_Required work_: Repeat the material below word for word and leave out all pictures.

_Dataset extract_:
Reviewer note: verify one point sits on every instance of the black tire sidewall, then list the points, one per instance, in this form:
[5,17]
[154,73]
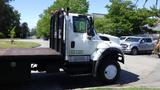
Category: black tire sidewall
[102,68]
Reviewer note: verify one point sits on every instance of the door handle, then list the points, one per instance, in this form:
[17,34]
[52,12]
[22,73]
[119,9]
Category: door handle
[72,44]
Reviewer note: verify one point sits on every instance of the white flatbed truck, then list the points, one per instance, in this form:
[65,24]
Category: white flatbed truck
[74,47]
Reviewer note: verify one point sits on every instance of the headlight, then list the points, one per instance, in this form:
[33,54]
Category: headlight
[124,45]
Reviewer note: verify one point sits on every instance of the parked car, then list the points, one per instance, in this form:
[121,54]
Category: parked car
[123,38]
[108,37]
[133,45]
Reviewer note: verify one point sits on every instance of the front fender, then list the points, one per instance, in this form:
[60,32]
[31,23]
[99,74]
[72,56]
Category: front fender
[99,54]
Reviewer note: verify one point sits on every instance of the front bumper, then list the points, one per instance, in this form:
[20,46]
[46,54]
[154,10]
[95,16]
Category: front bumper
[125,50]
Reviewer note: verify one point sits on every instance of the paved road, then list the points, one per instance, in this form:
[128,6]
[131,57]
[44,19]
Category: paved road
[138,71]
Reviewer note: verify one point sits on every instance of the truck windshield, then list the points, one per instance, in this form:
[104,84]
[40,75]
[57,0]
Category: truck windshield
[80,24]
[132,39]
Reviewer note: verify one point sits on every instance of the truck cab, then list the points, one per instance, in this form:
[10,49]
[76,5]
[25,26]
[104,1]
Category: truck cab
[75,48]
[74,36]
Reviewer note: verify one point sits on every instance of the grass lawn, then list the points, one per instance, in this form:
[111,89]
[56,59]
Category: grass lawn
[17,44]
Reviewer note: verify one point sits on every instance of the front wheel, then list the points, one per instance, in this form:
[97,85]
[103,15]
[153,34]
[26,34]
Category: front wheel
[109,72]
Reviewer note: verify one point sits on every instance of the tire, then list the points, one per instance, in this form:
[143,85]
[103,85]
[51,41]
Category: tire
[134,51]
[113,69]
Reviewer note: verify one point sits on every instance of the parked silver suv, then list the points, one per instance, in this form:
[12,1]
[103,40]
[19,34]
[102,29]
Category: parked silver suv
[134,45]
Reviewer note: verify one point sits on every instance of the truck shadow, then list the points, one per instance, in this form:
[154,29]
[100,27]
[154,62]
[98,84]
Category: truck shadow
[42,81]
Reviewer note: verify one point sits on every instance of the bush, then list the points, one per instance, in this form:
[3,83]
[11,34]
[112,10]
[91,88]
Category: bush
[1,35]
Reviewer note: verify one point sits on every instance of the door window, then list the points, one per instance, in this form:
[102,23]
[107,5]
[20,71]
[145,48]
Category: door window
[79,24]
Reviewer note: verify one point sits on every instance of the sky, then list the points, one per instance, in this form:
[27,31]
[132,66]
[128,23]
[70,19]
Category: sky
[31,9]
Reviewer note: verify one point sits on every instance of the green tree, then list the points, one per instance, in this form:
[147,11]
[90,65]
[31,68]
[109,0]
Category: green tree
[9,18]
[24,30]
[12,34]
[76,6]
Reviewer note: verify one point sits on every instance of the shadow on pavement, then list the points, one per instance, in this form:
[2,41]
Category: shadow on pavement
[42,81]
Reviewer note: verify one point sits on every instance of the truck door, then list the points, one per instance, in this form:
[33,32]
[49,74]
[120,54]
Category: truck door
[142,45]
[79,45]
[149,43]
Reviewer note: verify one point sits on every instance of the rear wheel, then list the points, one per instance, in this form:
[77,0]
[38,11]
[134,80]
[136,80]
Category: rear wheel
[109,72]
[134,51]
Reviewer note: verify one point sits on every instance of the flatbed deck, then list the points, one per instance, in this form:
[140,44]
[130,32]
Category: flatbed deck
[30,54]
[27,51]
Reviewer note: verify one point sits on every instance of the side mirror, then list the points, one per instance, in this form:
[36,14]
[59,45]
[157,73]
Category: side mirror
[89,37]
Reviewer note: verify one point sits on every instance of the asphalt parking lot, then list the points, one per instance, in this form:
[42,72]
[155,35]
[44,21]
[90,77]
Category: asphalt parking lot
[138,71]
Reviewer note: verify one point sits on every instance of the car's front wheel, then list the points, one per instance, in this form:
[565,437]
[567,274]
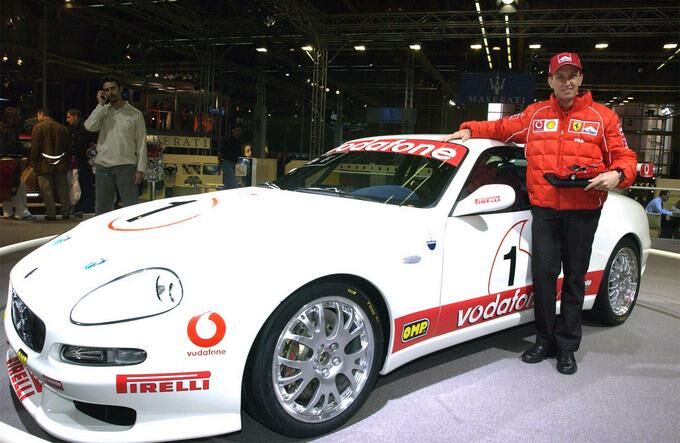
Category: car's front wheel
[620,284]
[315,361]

_Exercise result_:
Reviewer note: verify one point sits on every instance of the black tire sidewall, then list the points, one per instance, in this form:
[5,17]
[154,73]
Category: black tire sidewall
[102,68]
Reviewer note: verify one point sits on every instance of the door handle, then list the points, one per instance, in this form:
[17,34]
[52,12]
[22,73]
[119,9]
Category: door handle
[72,44]
Reviewer note: verify one point sits on every instance of the white flatbed truck, then list the points, one per instance, in this form:
[65,24]
Category: white flatbed truck
[74,47]
Reviewer note: verify one point sits on every instance of the headlight, then list the points, one per instance, in this form:
[33,54]
Category: headlight
[124,45]
Reviewer note: verify one point sits on every instance of the parked car, then list the points, one per instance, in this form:
[121,54]
Category: parked car
[123,38]
[108,37]
[133,45]
Reviewer note: verify one point sits on every instance of the front fender, then list the points, one per instance, in this form:
[60,32]
[31,23]
[99,74]
[72,56]
Category: front fender
[99,54]
Reviewer note: verify one point sits on every instance of the front bumper, then list the points, one per instance, in this form:
[20,46]
[46,54]
[154,10]
[95,16]
Category: front bumper
[125,50]
Reviewer note: verify one point sits on every instance of the paved road, then list the points, one per instance, in this form:
[128,6]
[131,57]
[44,19]
Category: paved road
[138,71]
Reviewer note: verify one point sits on every instance of the truck windshield, then list the points, one per instance, in this form:
[104,84]
[40,75]
[57,0]
Category: truck windshield
[80,24]
[132,39]
Reviewer note: verify one point sits on every instance of the truck cab, then list the points, one per instance, in this form:
[10,49]
[76,5]
[25,26]
[104,1]
Category: truck cab
[75,48]
[74,36]
Reviewer note: verify one point sits on every instance of the grass lawn, then list the points, one per instance, in this form:
[111,89]
[56,59]
Category: grass lawn
[17,44]
Reviewer note: verify one point sits on every instance of the front wheel, then list the points, one per instance, in this form:
[97,85]
[103,15]
[153,34]
[26,34]
Category: front wheel
[109,72]
Reviewer note: verify one point sits on every instance of the tire, then list the points, one per instance, in this form:
[143,85]
[103,85]
[51,41]
Category: tire
[134,51]
[113,69]
Reviewer note: verify one point sits on every instance of the parked silver suv, then list the points, one per instance, in this form:
[12,1]
[103,40]
[19,34]
[102,29]
Category: parked silver suv
[134,45]
Reviewer note: verify one point sits on every instance of the truck shadow, then list the points, one per instance, in this form:
[154,29]
[100,27]
[154,62]
[98,84]
Category: truck shadow
[42,81]
Reviewer note: verify one point sits on every instance of the bush, then list the points, one per instance, in this form:
[3,83]
[11,34]
[112,10]
[91,88]
Category: bush
[1,35]
Reviewer note: verify one point sits on every instance of the door window, then list the points, one per instance, in this form:
[102,23]
[107,5]
[20,71]
[145,48]
Category: door window
[79,24]
Reviewer note: verify one point sits on every instance of the sky, then list the points, one per instance, in this form:
[27,31]
[132,66]
[128,23]
[70,19]
Category: sky
[31,9]
Reviewer note: verify one point sits on every instance of the green tree, then list the points, one per instance, in this form:
[147,11]
[90,65]
[31,68]
[109,0]
Category: green tree
[9,18]
[24,30]
[12,34]
[76,6]
Reviewer note: verify one point sits on every instance of the shadow on pavement, then list the points, one per instance, in this form:
[2,41]
Category: shadow on pavement
[42,81]
Reviewer note: verify one point sits on every instance of the truck door, then list the points, one per instance, in this form:
[33,32]
[49,74]
[120,54]
Category: truck door
[142,45]
[79,45]
[149,43]
Reviewer note: verify one point sits on every instance of the rear wheel, then list the points, one per instance, in this form:
[77,0]
[38,11]
[134,80]
[136,80]
Category: rear wheel
[109,72]
[134,51]
Reviewer note: verify one point sits on every instance of the flatbed deck, then list the points, one per instance, in this form:
[140,44]
[130,32]
Category: flatbed deck
[30,54]
[27,51]
Reviewer note: verify one point sits on every instance of the side mirror, then list the points, one per instance, in this form:
[36,14]
[59,45]
[157,73]
Category: side mirror
[89,37]
Reviewer note: verify one point sits on every instance of the asphalt parking lot, then list the points, one per instance, in this form:
[42,72]
[155,35]
[44,21]
[90,77]
Category: asphalt parking lot
[138,71]
Reviewer note: verify one point sits on every instance of the car's front wheel, then list the points, one per instance, in this form:
[565,437]
[567,274]
Category: car's front wheel
[620,284]
[315,361]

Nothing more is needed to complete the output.